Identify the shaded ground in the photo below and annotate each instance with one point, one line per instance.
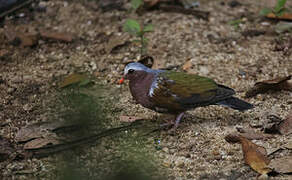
(29, 77)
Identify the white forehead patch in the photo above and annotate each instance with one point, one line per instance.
(136, 66)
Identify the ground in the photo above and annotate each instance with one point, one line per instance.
(29, 78)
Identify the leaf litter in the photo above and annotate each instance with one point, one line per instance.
(278, 84)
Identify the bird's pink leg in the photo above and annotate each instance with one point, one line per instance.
(177, 120)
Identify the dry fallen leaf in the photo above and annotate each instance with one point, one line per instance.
(4, 53)
(285, 16)
(41, 142)
(129, 118)
(57, 36)
(72, 79)
(6, 149)
(283, 83)
(255, 156)
(285, 127)
(250, 134)
(37, 130)
(282, 165)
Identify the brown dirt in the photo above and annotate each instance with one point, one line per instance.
(29, 76)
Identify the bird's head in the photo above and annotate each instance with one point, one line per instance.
(135, 71)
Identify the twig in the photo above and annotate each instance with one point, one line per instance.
(172, 8)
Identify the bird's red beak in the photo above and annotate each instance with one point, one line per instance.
(121, 80)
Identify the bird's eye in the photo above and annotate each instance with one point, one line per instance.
(131, 71)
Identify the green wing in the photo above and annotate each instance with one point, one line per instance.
(180, 91)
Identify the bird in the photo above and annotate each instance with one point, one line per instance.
(173, 92)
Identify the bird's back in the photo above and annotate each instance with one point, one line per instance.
(178, 91)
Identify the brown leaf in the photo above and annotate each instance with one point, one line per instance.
(250, 134)
(129, 118)
(27, 40)
(282, 165)
(255, 156)
(36, 131)
(21, 39)
(6, 149)
(41, 142)
(4, 53)
(57, 36)
(187, 65)
(285, 16)
(285, 126)
(283, 83)
(72, 79)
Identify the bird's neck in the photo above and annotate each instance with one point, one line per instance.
(140, 87)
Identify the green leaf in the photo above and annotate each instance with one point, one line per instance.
(132, 26)
(280, 5)
(265, 11)
(148, 28)
(136, 4)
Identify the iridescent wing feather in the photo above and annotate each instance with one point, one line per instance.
(179, 91)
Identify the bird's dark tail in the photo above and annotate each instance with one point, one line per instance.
(236, 103)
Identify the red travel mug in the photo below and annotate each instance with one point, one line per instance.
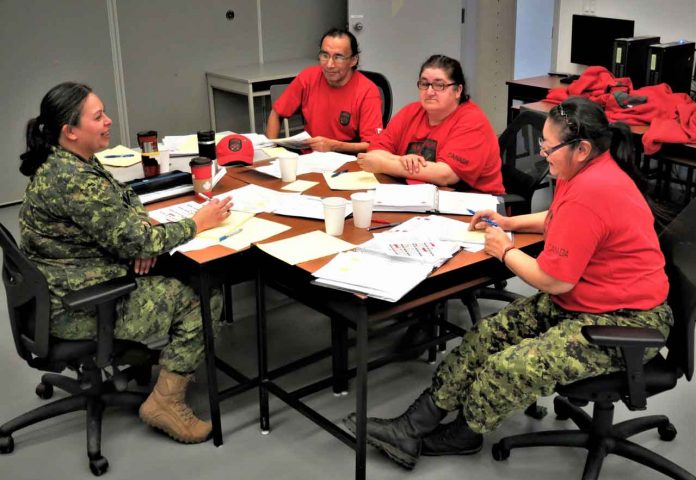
(202, 173)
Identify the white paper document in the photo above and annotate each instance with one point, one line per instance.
(315, 162)
(405, 198)
(297, 142)
(425, 197)
(416, 247)
(305, 247)
(305, 206)
(459, 203)
(255, 199)
(378, 276)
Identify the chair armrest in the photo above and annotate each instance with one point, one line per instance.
(632, 341)
(100, 293)
(103, 296)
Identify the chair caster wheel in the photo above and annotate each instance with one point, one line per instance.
(667, 432)
(500, 453)
(6, 444)
(560, 409)
(536, 411)
(44, 390)
(99, 466)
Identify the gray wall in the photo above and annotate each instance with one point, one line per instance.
(43, 43)
(166, 47)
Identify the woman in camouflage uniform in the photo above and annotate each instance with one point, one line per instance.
(81, 227)
(601, 265)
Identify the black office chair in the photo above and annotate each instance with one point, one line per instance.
(598, 434)
(296, 119)
(524, 172)
(29, 313)
(384, 91)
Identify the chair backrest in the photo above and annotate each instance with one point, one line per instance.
(523, 169)
(678, 243)
(28, 299)
(384, 91)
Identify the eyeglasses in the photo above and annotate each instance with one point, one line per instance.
(549, 151)
(338, 58)
(437, 86)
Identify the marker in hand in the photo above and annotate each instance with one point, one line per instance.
(484, 219)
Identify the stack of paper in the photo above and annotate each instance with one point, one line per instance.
(186, 145)
(378, 276)
(425, 197)
(318, 162)
(305, 247)
(446, 229)
(119, 156)
(459, 203)
(306, 206)
(255, 199)
(405, 198)
(418, 246)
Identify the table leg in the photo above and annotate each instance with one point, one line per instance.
(262, 353)
(339, 352)
(252, 115)
(209, 340)
(229, 308)
(211, 107)
(361, 359)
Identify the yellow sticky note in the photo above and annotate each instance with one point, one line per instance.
(299, 185)
(351, 181)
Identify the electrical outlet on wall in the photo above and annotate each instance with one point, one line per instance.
(589, 7)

◆ **Directions**
Copy out every line above word for word, and leave the pictures out of your copy.

◆ **Complete output**
Identify the shaded ground in the photo below and annotate each instance with one point, one line per instance.
(29, 77)
Identify the white forehead patch in the photo above and annotate each instance with one point, one line per instance.
(136, 66)
Identify the ground in the photo above and annotate each instance with one point, one line per instance.
(29, 78)
Identify the leaf litter in the photo above and annotate each instance with one point, one line per instance.
(278, 84)
Identify the bird's pink leg in the photo above and annotate each instance with one point, one line per instance.
(177, 120)
Identify the dry fallen leaf in the photo above and annotate each instance with one point, one line per instance.
(4, 53)
(285, 16)
(41, 142)
(129, 118)
(57, 36)
(72, 79)
(6, 149)
(283, 83)
(255, 156)
(285, 127)
(250, 134)
(37, 130)
(282, 165)
Identify the brown dirt in the photo above and annotate each instance with one point, one line per instance.
(29, 76)
Identify the bird's head in the photo above and annotate each instance with one point, one line per instance.
(135, 71)
Identify the twig in the photo above and annotate each instance with one point, one line per instance.
(172, 8)
Identify the bird's red beak in the photo above and annotate each instance with one point, one line per instance.
(121, 80)
Identify the bird's eye in the photo above and annotate each instance with one point, one line per instance.
(131, 71)
Identify the green wing in the photo above and annotate each instance with one point, one line per instance.
(180, 91)
Identify the bird in the photo above and annotate each instance with one point, one line per instance.
(173, 92)
Identify the bird's back in the photo above and annotate each instance with one point, one line per instance.
(178, 91)
Identify the brown leaf in the photo above and annotate each instance with one point, one line per instance.
(250, 134)
(129, 118)
(27, 40)
(282, 165)
(255, 156)
(36, 131)
(21, 39)
(6, 149)
(41, 142)
(4, 53)
(57, 36)
(187, 65)
(285, 16)
(285, 126)
(283, 83)
(72, 79)
Identify the bird's neck in the photo above and annotate each instance with one point, one line per instance.
(140, 87)
Identify the green leaf in the photo above and annotate each instance with one point, one line per instance.
(132, 26)
(280, 5)
(265, 11)
(148, 28)
(136, 4)
Identify the iridescent wing feather in the photo above and annotate each instance with one point, one line per instance.
(179, 91)
Identify the bird's dark tail in the photo above and annotate each instance with one point, one line per instance.
(236, 103)
Identify the red travel mug in the photo below and annotate each instance with one point, one line per instance.
(202, 173)
Identify the white paper document in the photo above and annotate each instance with one point, one line per instance.
(315, 162)
(405, 198)
(297, 142)
(425, 197)
(416, 247)
(305, 247)
(305, 206)
(459, 203)
(255, 199)
(378, 276)
Identify the chair armrest in the photo above and annotate each instance with one point, one line per instance.
(632, 341)
(100, 293)
(103, 296)
Identify the chair caster wheel in the photo above and annotate each instance with one point, one line per instance.
(667, 432)
(500, 453)
(6, 444)
(560, 409)
(536, 411)
(44, 390)
(99, 466)
Identify the gray wall in the photo above and annotate each instance with one point, one line per instance.
(43, 43)
(166, 47)
Identify the woman in camouflage uniform in the photo above and annotate each instance with one point, one line per instance.
(81, 227)
(601, 265)
Identify the black office chair in the photo above and annotate each instance with one point, one line per instance.
(598, 434)
(296, 119)
(524, 172)
(29, 313)
(384, 91)
Identify the chair backrest in the photo above and annotate each instance with one point, one line per instance.
(523, 169)
(678, 243)
(28, 299)
(384, 91)
Identify the eyeglasses in the photo above and annotate each instance with one point, one line per instance.
(549, 151)
(338, 58)
(437, 86)
Identify the marker in hand in the photo above and annotate each instance with one point, one line per instance.
(484, 219)
Identify the stack of paper in the photo above and annotate each instance with one point, one line per instance.
(186, 145)
(378, 276)
(425, 197)
(318, 162)
(305, 247)
(446, 229)
(119, 156)
(459, 203)
(306, 206)
(255, 199)
(405, 198)
(418, 246)
Identify the table leg in the photo above and annotate each instance with one point, one line per instance.
(262, 353)
(339, 352)
(252, 115)
(209, 340)
(229, 308)
(211, 107)
(361, 359)
Identify the yellow sticky note in the photo above and annotate each instance with one point, one line per instance.
(299, 185)
(351, 181)
Identify the electrical outlet on wall in the photo above and annotate each instance with one point, one line per instance.
(589, 7)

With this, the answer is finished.